WHAT IS ASKED =>
Pictures aside, quote the whole listing exactly.

AVAILABLE DATA =>
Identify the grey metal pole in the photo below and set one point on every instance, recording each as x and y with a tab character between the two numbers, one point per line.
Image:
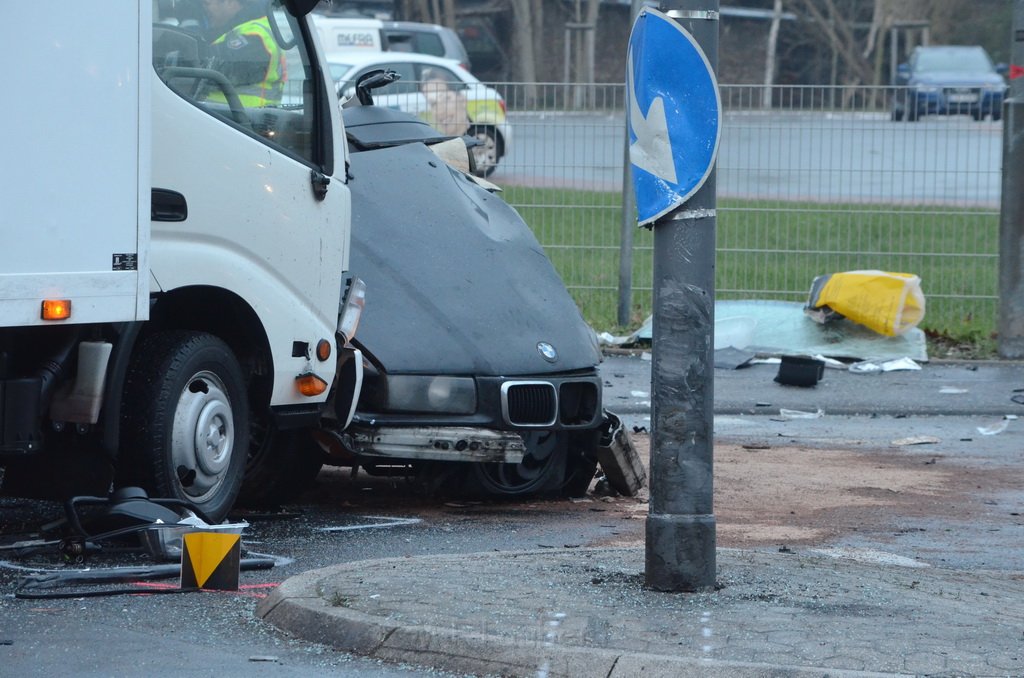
680	528
1011	337
629	221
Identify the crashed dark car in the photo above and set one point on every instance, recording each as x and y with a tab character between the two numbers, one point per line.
479	372
949	80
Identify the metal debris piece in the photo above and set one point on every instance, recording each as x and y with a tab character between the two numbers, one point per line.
619	458
916	439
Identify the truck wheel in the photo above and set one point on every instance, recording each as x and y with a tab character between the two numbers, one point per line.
554	464
281	465
185	421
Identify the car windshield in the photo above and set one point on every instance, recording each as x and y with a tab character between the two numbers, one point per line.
953	59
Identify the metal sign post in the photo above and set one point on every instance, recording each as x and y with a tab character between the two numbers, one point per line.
1011	336
675	125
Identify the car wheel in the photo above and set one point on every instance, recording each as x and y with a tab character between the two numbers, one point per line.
552	465
281	465
185	421
487	151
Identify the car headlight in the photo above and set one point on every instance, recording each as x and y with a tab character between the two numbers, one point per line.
431	393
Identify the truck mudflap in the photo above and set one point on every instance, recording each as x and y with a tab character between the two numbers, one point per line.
619	458
436	442
19	416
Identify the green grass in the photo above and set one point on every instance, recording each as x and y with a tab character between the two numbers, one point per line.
774	249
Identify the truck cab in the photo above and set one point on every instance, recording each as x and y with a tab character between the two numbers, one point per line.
180	201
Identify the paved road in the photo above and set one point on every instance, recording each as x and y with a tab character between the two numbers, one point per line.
782	156
217	635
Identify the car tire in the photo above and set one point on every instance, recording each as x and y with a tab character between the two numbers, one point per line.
555	464
488	150
185	421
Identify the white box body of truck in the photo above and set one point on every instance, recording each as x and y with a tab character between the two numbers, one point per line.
75	222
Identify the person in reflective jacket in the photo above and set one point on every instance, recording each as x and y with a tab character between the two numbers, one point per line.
245	50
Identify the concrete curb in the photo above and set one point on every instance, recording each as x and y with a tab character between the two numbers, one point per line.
298	606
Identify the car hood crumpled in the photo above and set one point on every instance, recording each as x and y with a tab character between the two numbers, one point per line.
456	281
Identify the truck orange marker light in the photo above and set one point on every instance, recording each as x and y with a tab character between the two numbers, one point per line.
309	384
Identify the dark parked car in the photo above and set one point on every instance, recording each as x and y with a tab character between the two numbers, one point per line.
949	80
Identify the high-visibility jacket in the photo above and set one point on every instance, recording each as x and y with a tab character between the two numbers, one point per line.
266	91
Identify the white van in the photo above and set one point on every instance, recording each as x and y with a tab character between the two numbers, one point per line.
347	35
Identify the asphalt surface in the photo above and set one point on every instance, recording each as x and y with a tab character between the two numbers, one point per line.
848	611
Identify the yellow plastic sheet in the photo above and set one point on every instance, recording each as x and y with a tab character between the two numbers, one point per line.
888	303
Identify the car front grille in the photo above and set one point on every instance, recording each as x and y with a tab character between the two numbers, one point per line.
529	403
956	95
561	403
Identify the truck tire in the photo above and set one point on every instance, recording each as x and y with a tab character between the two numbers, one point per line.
185	421
281	466
488	150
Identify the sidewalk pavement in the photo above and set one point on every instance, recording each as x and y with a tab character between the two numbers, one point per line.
586	612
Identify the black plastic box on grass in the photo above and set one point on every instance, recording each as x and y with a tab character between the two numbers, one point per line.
800	371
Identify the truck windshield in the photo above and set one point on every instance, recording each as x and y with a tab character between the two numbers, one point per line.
249	68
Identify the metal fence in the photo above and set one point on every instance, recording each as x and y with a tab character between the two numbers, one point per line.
822	180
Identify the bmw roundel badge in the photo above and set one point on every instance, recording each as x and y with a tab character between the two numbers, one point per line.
547	351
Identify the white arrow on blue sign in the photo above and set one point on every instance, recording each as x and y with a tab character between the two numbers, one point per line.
674	115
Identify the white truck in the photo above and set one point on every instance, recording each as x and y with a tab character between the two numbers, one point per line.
174	300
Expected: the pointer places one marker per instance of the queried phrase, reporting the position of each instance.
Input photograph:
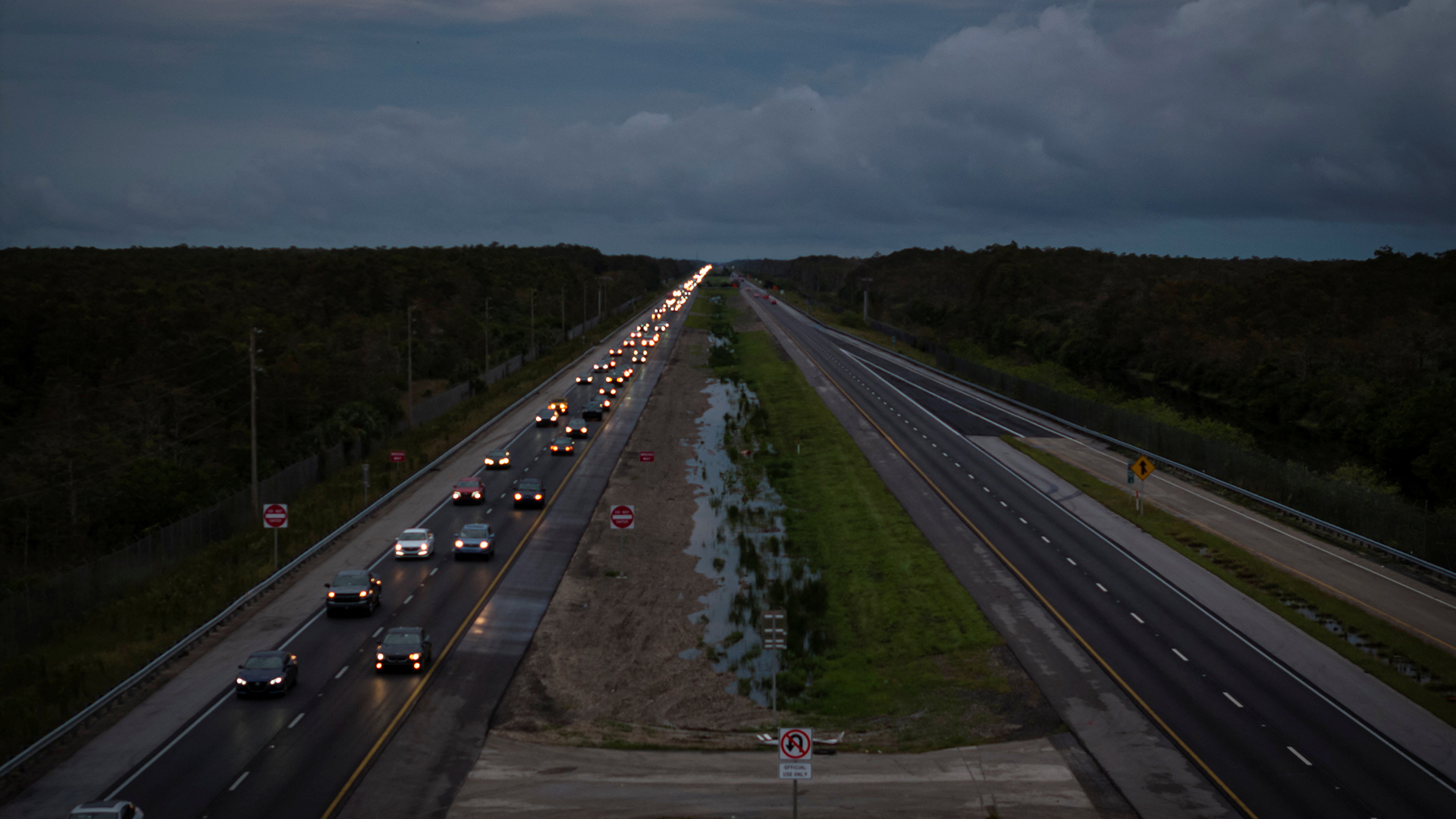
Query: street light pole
(253, 409)
(410, 366)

REPLY =>
Identify the grey metal pole in the photo below and set one point on every instance, recording each as x and y with a tab character between the two numbers, one point per line.
Image:
680	528
1011	337
629	221
Identify the crashed dark car in the photo above and set one point on every instance, recording each as x and y with a tab character between the two numbers, one point per line.
479	372
949	80
Identify the metal debris piece in the photo above and set one point on every instance, recording each as x and y with a tab character between the two numbers, one point per line.
619	458
916	439
Identify the truck wheel in the photo above and set one point on every instance, recording each as x and y with a tab character between the two numbers, one point per line.
554	464
281	465
185	421
Identify the car windshield in the photo above and set one point on every instance, recording each as x and y with a tab character between the two numbers, one point per line.
953	59
Identify the metal sign post in the photo above and set one point on every instance, recording each as x and y with a tab character between the two numbers, one point per line.
1011	336
675	125
Identify the car wheel in the photo above and set one point on every instance, recording each as x and y with a tab character between the two numbers, one point per line.
552	465
281	465
185	421
487	151
Identify the car headlight in the photo above and set one point on every instance, recording each as x and y with a tab character between the two numbers, one point per line.
431	393
Identify the truck mudflap in the photo above and set one point on every instance, recording each as x and y with a tab character between the two numbers, one point per line.
619	458
436	442
19	416
Identify the green grass in the photo above and set one point on every instance, recording each as x and y with a tab character between the two numbers, one point per line.
774	249
Identify the truck cab in the photo above and set one point on every instance, recording each as x and y with a tab character between the two numbers, one point per line.
180	201
Identify the paved road in the photo above and set one point on every instance, recording each as x and y with a tab character between the two numbers, one point per line.
782	156
217	635
Identify the car tire in the photo above and set one point on every instance, recording each as x and y with a tab character between the two numbers, one point per line.
555	464
488	150
185	421
Identify the white box body of truck in the photo above and set one point on every instance, recording each as x and y with a tab character between the two numbers, one point per line.
75	222
Identify the person in reflective jacket in the photo above and set one point on every instance, recording each as x and y with a tab character between the two numbers, one point per line.
245	50
Identify the concrete curb in the photo above and set one point on every instance, recording each as x and y with a tab character between the two numbers, one point per line.
298	606
Identify the car hood crumpled in the photo above and set one point on every instance, recording each as x and y with a tab character between the two numbers, one point per line.
456	281
Identify the truck orange marker light in the photo above and set one point on every instance, recording each as x and y with a tab character between the two numbers, one point per line.
309	384
Identify the dark parked car in the photo above and set one point on every instance, recording each as x and y with a tab character between the two numbers, one point per line.
949	80
Identify the high-visibility jacket in the photo above and set one point on every instance, recording each as x and y with a tab character between the two numbers, one point per line.
266	91
Identify the white van in the photo above and set one point on every instance, recording each as x and y with a tab character between the two numbers, one point per line.
347	35
Identify the asphalt surface in the photo above and set one point on every instance, recording each as x and y with a tab character between the two numbers, one point per line.
848	611
Identify the yellow plastic sheet in the photo above and set one point on every instance, recording each as x and y with a tab character between the two numbers, one point per line.
888	303
Identify the car front grille in the photo above and set one point on every instance, recording each as x and y with a tab character between the two numbers, one point per line.
529	403
956	95
561	403
Identify the truck tire in the photo above and set one point on every instance, recording each as x and y with a tab character between the two numbers, one point per line.
185	421
281	466
488	150
Identify the sidewalk pavement in the photo above and set one point on every instance, recording each as x and y with a tab character between the two numbers, one point per line.
586	612
Identify the black plastic box on grass in the photo above and set one point on every instance, recording each as x and y with a tab character between the two numbers, one point per line.
800	371
Identify the truck windshield in the photo above and set one point on every instance, recording each as x and y with a tab character between the two numbers, one point per line.
249	68
Identify the metal fence in the photo above and set one point on every instance, recording each as x and y with a tab character between the two numbers, one point per line.
822	180
Identify the bmw roundel badge in the photo above and set one point on every instance, recording each as x and y with a tab character between the two numbers, one point per line.
547	351
Identify the white arrow on blue sign in the photo above and set one point on every instance, recording each as x and y with a tab character between the two numbers, one point per line.
674	115
Identify the white truck in the photo above and set one point on every instance, recording each as x and y with a tab character between the two numbers, one point per line.
174	300
Expected: the pointer places one marker per instance of the queried phrase, reporting the position of each instance.
Input photograph:
Query: street light pole
(253, 409)
(410, 366)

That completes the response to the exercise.